• _Assigned task_
Restate the records that follow word for word. Omit the images.

Collected data
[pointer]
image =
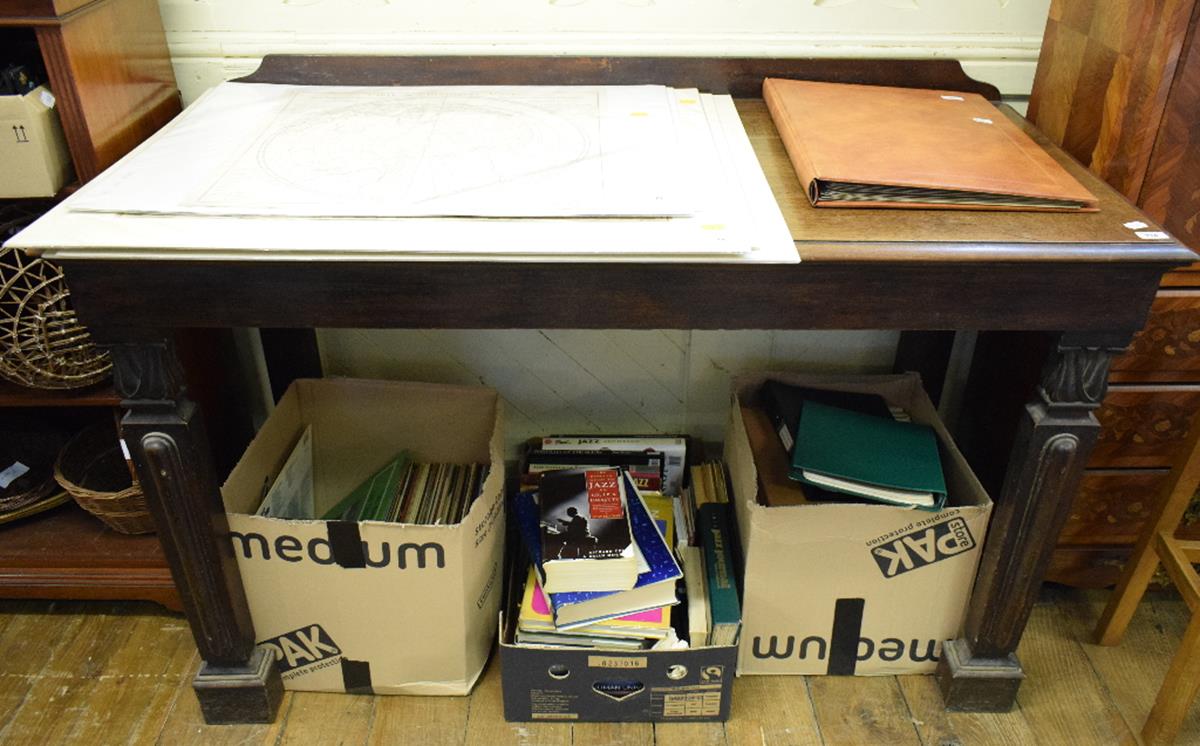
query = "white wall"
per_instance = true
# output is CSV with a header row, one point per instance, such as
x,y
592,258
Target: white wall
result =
x,y
996,40
564,380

• _Solution below_
[pointer]
image =
query = "white wall"
per_instance = true
# output is CSV with a header row, one point per instance, such as
x,y
592,258
Target: white wall
result =
x,y
996,40
564,380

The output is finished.